Search the entries below for the line containing "Query: bicycle handlebar"; from there to the end, return every line exactly and add nothing.

[PROVIDED RECORDS]

--- START ---

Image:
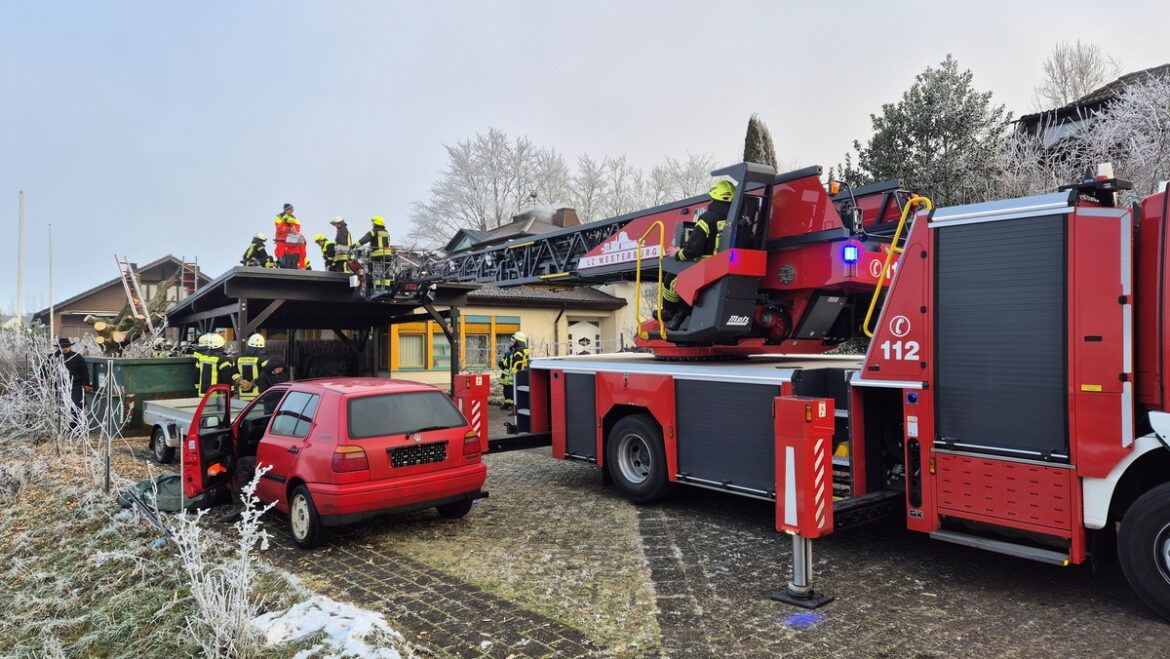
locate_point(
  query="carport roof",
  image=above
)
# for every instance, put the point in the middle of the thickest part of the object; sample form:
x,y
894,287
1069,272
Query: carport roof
x,y
283,299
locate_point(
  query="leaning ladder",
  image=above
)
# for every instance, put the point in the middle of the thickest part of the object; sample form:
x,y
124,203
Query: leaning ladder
x,y
132,287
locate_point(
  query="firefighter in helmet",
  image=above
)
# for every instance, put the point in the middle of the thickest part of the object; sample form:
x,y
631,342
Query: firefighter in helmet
x,y
378,239
256,254
214,365
328,252
249,365
343,241
514,361
702,242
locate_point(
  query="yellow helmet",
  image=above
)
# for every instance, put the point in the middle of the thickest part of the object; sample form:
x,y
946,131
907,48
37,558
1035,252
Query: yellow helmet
x,y
722,191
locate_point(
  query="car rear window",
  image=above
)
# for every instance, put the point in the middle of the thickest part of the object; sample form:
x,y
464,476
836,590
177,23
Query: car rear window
x,y
401,413
294,417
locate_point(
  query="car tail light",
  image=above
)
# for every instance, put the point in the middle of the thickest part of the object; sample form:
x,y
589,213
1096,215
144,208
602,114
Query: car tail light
x,y
470,447
350,459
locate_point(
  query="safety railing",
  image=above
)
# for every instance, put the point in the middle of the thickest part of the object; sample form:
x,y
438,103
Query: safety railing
x,y
638,280
895,249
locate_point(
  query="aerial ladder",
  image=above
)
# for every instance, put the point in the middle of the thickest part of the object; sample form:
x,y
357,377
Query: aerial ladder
x,y
795,273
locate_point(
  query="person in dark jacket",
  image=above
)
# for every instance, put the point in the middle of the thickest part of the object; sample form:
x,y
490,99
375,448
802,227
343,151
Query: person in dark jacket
x,y
273,373
702,242
78,377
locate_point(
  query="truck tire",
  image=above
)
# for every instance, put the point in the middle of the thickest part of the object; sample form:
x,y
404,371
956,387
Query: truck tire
x,y
1143,548
163,453
637,459
454,510
304,523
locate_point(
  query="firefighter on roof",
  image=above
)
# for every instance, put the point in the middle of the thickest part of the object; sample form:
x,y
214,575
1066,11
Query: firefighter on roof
x,y
702,242
343,241
378,239
256,254
284,224
514,361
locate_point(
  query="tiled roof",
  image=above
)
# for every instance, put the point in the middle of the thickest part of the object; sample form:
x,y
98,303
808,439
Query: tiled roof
x,y
548,296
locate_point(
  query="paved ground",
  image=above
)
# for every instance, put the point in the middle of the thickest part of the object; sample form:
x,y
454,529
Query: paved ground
x,y
707,562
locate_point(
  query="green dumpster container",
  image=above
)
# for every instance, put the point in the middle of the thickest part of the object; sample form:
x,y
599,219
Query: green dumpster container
x,y
142,379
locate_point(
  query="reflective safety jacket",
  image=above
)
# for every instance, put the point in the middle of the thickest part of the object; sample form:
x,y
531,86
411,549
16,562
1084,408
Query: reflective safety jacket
x,y
248,368
213,368
704,237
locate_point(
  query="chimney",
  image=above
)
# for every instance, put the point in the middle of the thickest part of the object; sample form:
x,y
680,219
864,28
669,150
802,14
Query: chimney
x,y
565,218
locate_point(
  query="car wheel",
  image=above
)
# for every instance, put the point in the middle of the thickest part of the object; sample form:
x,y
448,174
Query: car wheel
x,y
1143,548
163,453
454,510
637,459
304,523
245,471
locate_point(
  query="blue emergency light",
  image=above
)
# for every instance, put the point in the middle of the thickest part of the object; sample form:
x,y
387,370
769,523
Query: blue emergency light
x,y
850,254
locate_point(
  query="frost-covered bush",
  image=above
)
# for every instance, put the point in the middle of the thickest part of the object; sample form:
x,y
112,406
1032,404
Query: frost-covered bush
x,y
224,590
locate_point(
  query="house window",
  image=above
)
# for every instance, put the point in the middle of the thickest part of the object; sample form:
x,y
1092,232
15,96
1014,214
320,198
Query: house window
x,y
412,351
441,351
477,351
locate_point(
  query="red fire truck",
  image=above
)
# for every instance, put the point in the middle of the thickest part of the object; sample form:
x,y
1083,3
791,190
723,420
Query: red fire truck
x,y
1012,397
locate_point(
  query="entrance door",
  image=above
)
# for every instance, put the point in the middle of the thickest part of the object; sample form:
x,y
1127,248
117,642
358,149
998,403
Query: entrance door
x,y
584,337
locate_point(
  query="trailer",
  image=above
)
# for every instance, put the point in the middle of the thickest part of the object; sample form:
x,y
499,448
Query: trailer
x,y
169,421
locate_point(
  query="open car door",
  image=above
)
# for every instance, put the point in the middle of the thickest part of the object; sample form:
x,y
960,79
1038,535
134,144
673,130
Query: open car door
x,y
207,452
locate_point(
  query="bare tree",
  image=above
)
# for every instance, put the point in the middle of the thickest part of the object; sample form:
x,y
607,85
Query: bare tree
x,y
488,179
1073,70
587,187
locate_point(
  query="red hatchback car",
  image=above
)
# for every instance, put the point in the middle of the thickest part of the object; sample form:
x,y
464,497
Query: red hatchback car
x,y
339,451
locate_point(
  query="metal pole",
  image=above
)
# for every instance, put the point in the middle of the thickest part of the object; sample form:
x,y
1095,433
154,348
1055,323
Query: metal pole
x,y
52,303
109,420
20,265
802,567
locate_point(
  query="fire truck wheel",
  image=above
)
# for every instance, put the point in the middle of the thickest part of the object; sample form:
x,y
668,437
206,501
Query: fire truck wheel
x,y
304,523
637,460
158,447
1143,548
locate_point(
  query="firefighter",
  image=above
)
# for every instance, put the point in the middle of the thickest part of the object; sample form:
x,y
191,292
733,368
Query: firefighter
x,y
256,254
214,365
702,242
378,239
284,224
342,245
328,253
248,366
295,254
514,361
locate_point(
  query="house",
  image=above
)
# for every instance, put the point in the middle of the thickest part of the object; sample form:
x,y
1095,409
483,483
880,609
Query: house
x,y
1058,124
109,297
556,320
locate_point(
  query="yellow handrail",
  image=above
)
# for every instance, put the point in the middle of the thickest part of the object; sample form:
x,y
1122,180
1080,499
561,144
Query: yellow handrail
x,y
889,258
638,280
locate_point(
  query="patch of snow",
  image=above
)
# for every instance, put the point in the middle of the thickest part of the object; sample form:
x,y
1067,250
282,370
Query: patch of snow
x,y
349,631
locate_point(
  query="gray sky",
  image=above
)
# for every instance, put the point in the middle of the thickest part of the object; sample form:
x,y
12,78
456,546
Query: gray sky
x,y
153,128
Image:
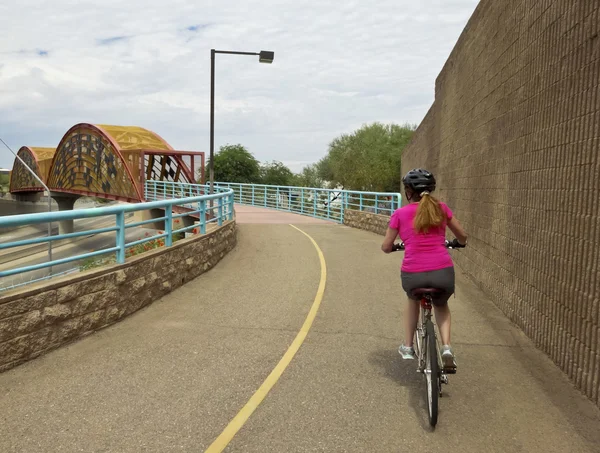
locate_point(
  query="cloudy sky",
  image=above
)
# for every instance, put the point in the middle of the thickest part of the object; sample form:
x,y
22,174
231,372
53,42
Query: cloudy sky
x,y
337,66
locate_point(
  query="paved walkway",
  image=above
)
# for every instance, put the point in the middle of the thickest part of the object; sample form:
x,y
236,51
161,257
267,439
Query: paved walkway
x,y
171,377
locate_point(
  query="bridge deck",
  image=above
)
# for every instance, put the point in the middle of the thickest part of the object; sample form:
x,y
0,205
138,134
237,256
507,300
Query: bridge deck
x,y
172,376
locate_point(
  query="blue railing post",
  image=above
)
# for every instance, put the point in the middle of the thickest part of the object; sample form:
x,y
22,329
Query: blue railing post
x,y
202,209
220,211
169,225
120,237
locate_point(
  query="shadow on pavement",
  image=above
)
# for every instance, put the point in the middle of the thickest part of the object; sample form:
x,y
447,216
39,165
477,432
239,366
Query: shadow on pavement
x,y
403,372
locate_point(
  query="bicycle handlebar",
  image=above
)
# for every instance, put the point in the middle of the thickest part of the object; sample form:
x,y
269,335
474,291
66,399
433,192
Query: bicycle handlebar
x,y
454,244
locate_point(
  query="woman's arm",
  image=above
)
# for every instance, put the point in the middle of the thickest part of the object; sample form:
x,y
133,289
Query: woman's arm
x,y
388,242
458,230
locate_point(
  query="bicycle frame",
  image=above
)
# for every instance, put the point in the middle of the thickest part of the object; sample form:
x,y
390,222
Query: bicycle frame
x,y
425,315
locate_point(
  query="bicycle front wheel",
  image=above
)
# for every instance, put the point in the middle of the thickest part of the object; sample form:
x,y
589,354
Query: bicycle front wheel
x,y
432,373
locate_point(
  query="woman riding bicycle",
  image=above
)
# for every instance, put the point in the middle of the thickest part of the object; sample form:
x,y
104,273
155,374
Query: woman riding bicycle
x,y
421,225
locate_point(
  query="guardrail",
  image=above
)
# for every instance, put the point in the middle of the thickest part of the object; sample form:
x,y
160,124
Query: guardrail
x,y
327,204
192,200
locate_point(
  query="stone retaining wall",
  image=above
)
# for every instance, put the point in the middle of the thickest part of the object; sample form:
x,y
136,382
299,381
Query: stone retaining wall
x,y
375,223
37,319
513,138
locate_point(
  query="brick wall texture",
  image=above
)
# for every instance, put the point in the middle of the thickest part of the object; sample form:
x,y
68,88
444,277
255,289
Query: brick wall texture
x,y
375,223
513,138
40,318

--- END ---

[ANSWER BELOW]
Query: bicycle handlebar
x,y
454,244
locate_point(
  query="woman's arm",
  image=above
)
# for every instance, put the point in the middle of the thickest part of the object; sample form:
x,y
133,289
Query: woman's arm
x,y
388,242
458,230
locate_point(
  query="bicycle frame",
  image=above
)
# for every instance, put the point in the middle of the thickest part of the object; sample form:
x,y
390,222
Query: bicycle frame
x,y
425,315
locate_point(
  query="bicycle front wheel",
  image=above
)
# for every instance, put the point in the middle of the thickest part of the object; sample form:
x,y
589,354
Query: bicycle front wheel
x,y
432,373
locate_point(
  query="woman riding bicycle",
  image=above
)
# for every instance, put the point in the middle of the thickest part of the object; sample form:
x,y
104,273
155,374
Query: woman riding bicycle
x,y
421,225
locate_point(
  query="guardrail",
  image=above
)
# for every instance, put the point in the middle of the thickest part of the object; sample form:
x,y
160,124
Query: guardrail
x,y
327,204
192,200
locate_point(
  query="stone retaining wall",
  image=above
)
# for every instance, put the point in the middle of the thickest part of the object; sample form:
x,y
136,382
299,381
Query: stone retaining wall
x,y
375,223
37,319
513,138
locate_point(
  query="brick wall texture",
  image=above
)
# for every instance, put the point in the middle of the thickest part of the object; sample form:
x,y
68,88
444,277
255,289
Query: brick wall texture
x,y
375,223
513,138
40,318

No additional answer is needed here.